Given instruction: Reproduce the lines starting at the one that contains "Locate the ear" and stopping after the one that contains "[(223, 119)]", with the requests included. Offset every x and y coordinate in the answers by adding 66.

Data provided:
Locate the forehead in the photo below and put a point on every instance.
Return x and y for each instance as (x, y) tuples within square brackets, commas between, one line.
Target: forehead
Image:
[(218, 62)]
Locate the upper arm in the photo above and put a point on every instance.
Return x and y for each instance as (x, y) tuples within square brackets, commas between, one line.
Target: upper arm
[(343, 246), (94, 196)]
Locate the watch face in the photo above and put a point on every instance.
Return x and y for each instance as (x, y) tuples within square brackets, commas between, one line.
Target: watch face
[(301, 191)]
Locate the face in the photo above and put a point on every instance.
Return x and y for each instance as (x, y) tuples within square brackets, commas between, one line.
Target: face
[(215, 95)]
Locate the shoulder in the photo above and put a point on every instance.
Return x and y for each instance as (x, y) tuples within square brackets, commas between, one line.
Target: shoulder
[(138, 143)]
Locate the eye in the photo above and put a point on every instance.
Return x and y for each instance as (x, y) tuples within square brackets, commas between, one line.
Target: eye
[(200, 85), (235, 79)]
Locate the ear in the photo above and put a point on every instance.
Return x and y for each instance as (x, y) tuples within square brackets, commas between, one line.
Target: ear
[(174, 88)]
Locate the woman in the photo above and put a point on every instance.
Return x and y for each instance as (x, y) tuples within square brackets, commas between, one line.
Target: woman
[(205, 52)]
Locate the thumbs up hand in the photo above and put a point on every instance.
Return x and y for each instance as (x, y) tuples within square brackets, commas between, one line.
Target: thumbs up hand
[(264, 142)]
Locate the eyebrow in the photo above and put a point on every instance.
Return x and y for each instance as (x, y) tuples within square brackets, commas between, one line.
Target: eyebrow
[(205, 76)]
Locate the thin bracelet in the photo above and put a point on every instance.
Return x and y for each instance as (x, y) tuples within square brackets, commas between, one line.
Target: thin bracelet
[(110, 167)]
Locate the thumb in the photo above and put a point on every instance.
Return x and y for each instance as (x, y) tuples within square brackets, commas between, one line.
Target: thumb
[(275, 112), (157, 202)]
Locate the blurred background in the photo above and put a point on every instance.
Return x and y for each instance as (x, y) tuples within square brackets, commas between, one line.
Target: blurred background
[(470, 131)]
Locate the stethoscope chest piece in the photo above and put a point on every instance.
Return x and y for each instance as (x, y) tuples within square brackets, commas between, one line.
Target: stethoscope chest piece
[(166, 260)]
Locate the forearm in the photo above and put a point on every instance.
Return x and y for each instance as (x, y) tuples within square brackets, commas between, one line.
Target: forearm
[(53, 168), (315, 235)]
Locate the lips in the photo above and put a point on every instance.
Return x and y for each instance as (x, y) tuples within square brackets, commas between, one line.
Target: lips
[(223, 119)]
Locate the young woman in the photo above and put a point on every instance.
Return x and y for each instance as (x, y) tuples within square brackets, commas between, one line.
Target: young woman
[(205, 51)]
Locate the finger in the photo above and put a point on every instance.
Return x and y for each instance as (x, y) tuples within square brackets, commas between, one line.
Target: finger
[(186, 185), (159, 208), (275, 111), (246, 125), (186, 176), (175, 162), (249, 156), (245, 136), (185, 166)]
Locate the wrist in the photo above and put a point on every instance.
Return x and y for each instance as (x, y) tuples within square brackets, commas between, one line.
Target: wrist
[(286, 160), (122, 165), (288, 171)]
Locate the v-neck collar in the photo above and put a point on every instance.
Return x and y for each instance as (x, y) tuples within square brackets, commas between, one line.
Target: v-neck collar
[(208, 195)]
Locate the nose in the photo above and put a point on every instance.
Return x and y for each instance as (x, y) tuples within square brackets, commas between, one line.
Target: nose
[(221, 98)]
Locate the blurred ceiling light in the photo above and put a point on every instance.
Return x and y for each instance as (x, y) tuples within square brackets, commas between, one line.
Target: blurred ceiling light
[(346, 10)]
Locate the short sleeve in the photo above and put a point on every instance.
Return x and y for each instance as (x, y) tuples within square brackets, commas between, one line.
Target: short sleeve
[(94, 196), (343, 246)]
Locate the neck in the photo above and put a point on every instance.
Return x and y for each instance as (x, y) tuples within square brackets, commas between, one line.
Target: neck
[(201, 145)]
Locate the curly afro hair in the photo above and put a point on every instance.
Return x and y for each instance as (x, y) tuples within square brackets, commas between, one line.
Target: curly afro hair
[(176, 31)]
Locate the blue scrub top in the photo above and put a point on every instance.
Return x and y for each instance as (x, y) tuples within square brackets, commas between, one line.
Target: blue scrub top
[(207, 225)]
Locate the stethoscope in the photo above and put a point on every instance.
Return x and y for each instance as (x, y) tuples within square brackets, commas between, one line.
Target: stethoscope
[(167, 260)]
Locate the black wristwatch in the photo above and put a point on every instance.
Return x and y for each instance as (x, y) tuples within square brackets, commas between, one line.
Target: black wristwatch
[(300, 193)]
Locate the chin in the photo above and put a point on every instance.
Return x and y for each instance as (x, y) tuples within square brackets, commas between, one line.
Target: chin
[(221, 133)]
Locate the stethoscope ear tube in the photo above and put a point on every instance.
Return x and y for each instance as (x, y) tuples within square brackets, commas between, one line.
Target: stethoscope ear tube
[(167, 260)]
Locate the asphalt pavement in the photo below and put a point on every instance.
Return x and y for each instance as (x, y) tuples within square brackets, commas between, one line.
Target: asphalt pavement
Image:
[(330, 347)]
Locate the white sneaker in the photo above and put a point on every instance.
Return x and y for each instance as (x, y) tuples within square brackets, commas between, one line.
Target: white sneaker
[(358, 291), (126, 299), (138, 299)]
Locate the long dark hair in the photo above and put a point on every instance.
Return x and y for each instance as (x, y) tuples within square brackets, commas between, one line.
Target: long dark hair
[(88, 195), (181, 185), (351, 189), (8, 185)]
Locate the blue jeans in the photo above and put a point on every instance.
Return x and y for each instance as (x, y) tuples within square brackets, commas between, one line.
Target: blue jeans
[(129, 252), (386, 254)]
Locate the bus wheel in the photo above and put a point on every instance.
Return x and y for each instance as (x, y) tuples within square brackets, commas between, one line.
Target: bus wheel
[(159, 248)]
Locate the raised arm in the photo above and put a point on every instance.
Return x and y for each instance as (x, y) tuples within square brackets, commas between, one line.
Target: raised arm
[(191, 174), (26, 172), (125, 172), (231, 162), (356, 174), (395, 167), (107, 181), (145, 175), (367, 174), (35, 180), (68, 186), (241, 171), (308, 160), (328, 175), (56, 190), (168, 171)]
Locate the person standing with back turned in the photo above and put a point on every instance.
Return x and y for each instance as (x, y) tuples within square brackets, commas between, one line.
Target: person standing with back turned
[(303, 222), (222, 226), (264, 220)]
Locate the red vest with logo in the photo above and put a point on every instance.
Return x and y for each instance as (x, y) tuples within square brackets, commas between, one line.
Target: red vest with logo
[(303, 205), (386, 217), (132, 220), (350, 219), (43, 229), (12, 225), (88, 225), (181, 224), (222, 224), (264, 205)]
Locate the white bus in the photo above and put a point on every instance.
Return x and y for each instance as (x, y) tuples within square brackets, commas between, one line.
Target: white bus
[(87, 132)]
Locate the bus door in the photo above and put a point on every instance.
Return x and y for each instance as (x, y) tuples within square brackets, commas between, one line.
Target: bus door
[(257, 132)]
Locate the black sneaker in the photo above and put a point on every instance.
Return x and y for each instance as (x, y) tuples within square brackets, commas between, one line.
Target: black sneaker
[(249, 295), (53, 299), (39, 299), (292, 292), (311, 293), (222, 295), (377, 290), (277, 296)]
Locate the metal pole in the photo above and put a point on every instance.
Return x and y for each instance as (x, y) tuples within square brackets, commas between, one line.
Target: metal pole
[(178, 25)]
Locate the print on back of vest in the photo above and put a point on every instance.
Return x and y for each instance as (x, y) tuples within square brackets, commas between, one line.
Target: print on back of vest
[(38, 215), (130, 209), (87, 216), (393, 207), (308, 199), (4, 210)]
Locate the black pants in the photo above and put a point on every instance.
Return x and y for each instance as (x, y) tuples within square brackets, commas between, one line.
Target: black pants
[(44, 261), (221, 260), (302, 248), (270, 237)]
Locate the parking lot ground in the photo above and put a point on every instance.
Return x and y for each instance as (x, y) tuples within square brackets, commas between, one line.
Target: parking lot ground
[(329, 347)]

Task solution:
Locate the ear in the photo above and put a point on every instance.
Return x and y for each instance as (x, y) tuples within square brackets, commas between, one line.
Target: ear
[(240, 154)]
Locate the woman in the photo above and put a point on every instance.
Return x and y for each instance as (x, y) tuples within square brackets, commas between, one line.
Target: woman
[(271, 118)]
Locate the thumbs up hand in the photo above and put a point on every instance.
Return x and y for each instance as (x, y) tuples within square brackets, commas between, one line.
Target: thumbs up hand
[(330, 208)]
Locate the eyebrow in the photo above and put a point on every instance.
Return x and y for each instance as (x, y) tuples within square brackets, commas between, one line.
Target: eyebrow
[(271, 142)]
Locate the thin bracelet in the photo above and put a point on every instance.
Return x and y for each instance as (x, y) tuples within square brackets, commas between, one line.
Target: thin bracelet
[(176, 233)]
Locate the thumb in the photo above and put a point on every instance.
Return x and y for each instance as (x, y) tuples within square brackets, commas between, one line.
Target: thumb
[(341, 178), (223, 268)]
Locate the blurred background in the photo above and put a point on every instance.
Return x and y for each instance as (x, y) tuples within square brackets, commas between, one line.
Target: blurred background
[(536, 197)]
Locate the stethoscope chest piece in the photo above and put a point on every instance.
Return x and y for each instance as (x, y) tuples within square brackets, commas between, one line.
Target: stethoscope chest piece
[(232, 326)]
Locate the forearm in the photo above and put a point on every instance.
Return x and y for each instance as (x, y) tuples within square brackets, commas between, one line.
Target: forearm
[(119, 234), (381, 301)]
Locate the lips in the photo above and put a point on every instance.
Return x and y for each instance as (x, y) tuples within square brackets, commas between, one line.
Target: lips
[(289, 185)]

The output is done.